(Stored items)
++++++++++

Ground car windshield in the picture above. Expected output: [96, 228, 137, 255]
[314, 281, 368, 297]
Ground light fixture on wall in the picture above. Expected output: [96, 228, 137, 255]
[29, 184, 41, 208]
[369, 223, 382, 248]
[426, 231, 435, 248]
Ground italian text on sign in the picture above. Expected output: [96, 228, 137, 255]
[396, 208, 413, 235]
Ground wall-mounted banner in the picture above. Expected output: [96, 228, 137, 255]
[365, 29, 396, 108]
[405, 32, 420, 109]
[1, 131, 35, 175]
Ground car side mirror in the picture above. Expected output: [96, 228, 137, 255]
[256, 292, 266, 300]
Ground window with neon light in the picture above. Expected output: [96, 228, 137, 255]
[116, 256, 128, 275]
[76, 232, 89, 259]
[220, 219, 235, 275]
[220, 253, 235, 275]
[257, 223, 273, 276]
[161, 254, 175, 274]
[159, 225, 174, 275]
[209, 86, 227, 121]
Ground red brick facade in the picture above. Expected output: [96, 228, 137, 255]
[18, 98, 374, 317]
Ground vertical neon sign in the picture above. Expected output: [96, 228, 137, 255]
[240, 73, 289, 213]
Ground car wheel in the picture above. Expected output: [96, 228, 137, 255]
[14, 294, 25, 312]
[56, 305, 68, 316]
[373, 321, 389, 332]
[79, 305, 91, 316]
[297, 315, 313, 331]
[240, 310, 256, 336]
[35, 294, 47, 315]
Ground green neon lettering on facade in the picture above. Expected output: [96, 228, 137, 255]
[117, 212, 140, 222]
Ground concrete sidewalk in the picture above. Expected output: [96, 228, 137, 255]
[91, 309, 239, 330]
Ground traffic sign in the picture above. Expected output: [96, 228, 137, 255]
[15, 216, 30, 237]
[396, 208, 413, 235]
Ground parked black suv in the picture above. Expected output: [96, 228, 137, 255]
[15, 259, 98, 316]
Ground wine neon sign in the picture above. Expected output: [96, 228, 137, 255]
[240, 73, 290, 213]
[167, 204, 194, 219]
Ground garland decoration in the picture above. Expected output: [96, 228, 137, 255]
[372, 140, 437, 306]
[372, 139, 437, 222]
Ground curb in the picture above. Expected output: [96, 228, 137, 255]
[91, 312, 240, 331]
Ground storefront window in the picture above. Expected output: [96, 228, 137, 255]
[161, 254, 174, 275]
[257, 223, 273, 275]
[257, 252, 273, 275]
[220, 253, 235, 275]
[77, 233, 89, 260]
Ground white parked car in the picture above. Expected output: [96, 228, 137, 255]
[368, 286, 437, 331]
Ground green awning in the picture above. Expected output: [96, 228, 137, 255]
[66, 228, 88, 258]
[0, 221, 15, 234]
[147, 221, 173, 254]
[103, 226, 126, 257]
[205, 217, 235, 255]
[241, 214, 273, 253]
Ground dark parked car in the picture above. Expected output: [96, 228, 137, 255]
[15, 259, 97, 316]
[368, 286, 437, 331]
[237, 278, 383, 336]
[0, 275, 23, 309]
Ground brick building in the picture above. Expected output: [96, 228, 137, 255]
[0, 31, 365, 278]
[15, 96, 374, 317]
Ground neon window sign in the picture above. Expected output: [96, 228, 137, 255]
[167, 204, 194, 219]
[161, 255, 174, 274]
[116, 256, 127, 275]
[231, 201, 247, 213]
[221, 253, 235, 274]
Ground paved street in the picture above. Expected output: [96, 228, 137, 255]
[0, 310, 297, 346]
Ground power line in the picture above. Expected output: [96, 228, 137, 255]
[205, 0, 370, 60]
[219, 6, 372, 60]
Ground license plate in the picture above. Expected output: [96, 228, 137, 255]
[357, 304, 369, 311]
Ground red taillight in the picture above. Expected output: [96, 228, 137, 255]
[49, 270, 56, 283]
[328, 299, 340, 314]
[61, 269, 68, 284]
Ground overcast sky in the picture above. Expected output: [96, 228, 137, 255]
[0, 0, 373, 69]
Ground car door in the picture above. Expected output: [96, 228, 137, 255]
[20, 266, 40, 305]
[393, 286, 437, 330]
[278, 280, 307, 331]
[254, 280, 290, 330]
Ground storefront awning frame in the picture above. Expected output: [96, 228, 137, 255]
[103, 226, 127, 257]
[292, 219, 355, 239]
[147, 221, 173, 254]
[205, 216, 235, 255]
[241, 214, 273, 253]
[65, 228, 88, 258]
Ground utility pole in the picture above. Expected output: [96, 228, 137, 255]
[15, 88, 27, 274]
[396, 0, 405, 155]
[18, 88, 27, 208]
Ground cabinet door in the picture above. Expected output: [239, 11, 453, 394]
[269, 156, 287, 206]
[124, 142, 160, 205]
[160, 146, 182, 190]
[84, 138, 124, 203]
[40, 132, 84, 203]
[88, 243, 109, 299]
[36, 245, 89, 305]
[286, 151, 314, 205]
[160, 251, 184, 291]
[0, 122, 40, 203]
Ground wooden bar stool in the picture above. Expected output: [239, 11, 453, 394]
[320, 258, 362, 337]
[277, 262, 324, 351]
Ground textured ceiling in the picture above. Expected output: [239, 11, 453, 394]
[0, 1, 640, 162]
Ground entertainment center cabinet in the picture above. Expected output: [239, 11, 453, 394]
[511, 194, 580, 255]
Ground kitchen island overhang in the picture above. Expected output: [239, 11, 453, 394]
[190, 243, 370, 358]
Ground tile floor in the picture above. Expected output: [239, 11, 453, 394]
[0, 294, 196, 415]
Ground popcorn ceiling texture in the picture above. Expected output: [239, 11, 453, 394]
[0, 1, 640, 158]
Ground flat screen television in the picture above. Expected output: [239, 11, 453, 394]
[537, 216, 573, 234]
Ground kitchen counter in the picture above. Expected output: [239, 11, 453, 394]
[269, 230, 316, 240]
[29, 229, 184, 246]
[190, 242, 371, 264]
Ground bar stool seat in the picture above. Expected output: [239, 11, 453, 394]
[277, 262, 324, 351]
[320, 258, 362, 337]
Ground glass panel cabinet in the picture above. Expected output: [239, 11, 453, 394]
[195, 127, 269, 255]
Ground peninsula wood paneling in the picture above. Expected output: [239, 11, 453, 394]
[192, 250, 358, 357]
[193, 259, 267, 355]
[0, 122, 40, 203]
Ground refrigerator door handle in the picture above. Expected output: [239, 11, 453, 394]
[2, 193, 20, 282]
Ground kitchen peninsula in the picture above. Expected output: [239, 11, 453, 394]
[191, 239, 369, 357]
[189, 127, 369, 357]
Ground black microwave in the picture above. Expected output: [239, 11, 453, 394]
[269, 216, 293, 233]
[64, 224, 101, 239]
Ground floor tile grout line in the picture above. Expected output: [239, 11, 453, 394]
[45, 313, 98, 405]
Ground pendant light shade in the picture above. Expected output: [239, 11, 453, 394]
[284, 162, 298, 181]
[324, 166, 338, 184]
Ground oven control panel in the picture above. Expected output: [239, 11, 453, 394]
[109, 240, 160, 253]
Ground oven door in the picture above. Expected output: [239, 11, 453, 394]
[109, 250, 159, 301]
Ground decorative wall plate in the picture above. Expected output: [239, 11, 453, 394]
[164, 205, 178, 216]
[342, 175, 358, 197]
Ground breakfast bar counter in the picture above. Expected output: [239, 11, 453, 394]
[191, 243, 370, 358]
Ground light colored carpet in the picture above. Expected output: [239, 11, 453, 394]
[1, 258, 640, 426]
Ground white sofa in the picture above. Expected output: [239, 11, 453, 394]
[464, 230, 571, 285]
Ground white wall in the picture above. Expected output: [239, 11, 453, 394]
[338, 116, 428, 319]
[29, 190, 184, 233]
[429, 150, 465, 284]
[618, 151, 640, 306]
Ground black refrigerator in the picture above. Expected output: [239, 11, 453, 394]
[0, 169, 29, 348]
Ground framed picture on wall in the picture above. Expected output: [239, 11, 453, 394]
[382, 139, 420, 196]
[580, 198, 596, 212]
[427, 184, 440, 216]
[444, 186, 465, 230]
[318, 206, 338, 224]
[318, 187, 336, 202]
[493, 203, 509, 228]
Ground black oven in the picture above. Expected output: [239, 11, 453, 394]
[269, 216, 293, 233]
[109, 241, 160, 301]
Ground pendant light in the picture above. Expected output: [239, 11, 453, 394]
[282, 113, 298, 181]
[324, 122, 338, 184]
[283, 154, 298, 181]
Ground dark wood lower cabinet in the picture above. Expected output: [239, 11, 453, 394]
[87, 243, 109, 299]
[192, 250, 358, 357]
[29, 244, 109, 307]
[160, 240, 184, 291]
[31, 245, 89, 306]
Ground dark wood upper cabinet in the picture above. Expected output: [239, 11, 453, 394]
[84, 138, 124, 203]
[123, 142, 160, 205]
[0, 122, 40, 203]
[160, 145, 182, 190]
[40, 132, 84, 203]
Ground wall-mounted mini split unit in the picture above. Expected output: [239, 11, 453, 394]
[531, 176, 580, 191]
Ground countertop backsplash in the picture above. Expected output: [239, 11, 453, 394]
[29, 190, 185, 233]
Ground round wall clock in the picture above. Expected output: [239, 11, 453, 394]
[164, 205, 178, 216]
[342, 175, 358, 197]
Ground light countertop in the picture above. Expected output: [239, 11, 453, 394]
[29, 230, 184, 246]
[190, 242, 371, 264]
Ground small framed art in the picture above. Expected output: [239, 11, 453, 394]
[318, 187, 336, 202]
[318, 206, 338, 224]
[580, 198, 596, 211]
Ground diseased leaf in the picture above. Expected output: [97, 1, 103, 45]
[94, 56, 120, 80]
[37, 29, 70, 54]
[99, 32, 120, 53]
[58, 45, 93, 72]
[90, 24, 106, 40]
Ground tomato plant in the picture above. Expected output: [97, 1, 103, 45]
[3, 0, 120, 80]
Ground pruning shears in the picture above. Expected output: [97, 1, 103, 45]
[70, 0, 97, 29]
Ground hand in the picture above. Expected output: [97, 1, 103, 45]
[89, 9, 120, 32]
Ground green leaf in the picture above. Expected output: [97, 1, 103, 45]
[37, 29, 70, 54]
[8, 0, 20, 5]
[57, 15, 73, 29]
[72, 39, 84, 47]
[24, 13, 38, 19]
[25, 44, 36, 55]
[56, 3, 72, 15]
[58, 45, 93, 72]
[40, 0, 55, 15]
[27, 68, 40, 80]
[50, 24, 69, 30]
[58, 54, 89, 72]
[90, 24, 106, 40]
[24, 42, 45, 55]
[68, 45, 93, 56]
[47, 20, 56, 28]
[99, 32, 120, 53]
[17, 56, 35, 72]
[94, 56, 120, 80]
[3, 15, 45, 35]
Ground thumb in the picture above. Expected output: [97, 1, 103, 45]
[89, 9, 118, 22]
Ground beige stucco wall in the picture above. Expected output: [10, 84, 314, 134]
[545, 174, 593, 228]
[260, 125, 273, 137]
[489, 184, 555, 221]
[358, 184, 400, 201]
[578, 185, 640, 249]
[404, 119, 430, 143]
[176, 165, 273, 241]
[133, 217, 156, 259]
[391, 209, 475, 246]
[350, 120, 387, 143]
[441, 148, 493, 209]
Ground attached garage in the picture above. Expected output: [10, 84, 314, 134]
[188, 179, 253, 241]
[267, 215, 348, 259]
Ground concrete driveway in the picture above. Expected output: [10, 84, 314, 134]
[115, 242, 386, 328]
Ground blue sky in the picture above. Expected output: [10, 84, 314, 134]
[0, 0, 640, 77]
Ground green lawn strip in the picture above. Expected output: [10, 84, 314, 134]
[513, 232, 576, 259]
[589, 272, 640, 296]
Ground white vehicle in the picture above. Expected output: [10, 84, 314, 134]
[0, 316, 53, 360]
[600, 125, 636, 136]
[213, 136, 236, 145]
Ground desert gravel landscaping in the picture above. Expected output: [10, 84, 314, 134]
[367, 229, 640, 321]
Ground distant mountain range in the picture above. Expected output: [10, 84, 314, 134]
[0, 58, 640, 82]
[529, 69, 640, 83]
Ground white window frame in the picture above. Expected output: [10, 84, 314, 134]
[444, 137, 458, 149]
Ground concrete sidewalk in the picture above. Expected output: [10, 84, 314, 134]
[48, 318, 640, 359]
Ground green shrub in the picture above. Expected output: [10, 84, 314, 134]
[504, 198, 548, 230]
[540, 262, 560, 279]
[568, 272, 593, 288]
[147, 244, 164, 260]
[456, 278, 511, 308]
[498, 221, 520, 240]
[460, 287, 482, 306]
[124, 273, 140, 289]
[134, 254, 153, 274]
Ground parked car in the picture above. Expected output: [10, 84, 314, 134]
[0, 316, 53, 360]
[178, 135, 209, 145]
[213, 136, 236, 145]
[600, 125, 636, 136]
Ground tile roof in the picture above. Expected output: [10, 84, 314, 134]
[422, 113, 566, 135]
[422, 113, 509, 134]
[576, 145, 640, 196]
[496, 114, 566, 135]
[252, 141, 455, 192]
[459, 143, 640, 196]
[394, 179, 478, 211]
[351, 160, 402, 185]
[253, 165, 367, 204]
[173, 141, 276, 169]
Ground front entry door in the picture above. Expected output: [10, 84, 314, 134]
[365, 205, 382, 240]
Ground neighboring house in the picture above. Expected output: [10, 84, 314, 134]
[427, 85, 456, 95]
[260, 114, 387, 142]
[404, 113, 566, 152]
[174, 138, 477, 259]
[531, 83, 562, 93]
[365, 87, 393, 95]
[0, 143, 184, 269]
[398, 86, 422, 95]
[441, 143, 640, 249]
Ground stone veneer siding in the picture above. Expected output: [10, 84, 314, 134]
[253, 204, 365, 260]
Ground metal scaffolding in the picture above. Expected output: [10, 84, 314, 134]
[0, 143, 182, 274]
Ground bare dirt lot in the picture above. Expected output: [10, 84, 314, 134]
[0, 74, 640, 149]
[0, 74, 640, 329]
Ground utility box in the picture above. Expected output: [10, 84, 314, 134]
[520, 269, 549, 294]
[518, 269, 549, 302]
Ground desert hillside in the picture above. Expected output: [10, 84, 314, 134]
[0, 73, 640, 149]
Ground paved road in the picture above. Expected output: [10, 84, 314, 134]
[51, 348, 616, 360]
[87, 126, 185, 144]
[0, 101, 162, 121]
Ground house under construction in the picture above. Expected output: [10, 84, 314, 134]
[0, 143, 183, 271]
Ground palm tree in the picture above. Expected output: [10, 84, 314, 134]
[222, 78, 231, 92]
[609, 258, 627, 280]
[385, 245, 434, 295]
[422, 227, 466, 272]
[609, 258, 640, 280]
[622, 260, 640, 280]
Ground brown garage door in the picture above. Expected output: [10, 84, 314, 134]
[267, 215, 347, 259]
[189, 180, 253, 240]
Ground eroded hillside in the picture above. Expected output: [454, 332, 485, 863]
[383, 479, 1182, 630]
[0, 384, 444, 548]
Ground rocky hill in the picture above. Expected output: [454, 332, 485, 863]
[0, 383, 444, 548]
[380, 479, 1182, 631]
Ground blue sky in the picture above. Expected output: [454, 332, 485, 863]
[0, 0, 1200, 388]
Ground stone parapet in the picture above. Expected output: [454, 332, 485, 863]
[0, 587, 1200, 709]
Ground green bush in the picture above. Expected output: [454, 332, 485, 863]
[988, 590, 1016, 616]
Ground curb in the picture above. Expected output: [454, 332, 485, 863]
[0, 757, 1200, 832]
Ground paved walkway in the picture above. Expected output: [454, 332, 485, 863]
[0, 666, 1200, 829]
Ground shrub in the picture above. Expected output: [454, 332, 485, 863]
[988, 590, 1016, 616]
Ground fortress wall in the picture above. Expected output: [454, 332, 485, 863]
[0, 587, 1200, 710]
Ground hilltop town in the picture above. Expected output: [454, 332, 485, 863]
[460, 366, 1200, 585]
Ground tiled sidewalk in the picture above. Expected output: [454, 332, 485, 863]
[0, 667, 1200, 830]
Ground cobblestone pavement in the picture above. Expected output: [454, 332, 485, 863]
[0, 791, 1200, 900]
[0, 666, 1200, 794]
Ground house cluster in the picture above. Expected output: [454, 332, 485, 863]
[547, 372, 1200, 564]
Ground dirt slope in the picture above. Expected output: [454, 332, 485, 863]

++++++++++

§ **What is required**
Rewrite the data starting at the line containing "Ground stone veneer" and ending at the line containing "[0, 74, 640, 329]", replacing "metal scaffolding" with "steel scaffolding".

§ **Written solution**
Ground stone veneer siding in the picture above. Expected output: [10, 84, 314, 134]
[253, 204, 365, 260]
Ground steel scaffolding in the picture above. Expected output: [10, 84, 314, 134]
[0, 143, 182, 274]
Ground bare dirt lot in the picture above. Expected output: [10, 84, 314, 134]
[0, 74, 640, 149]
[0, 74, 640, 329]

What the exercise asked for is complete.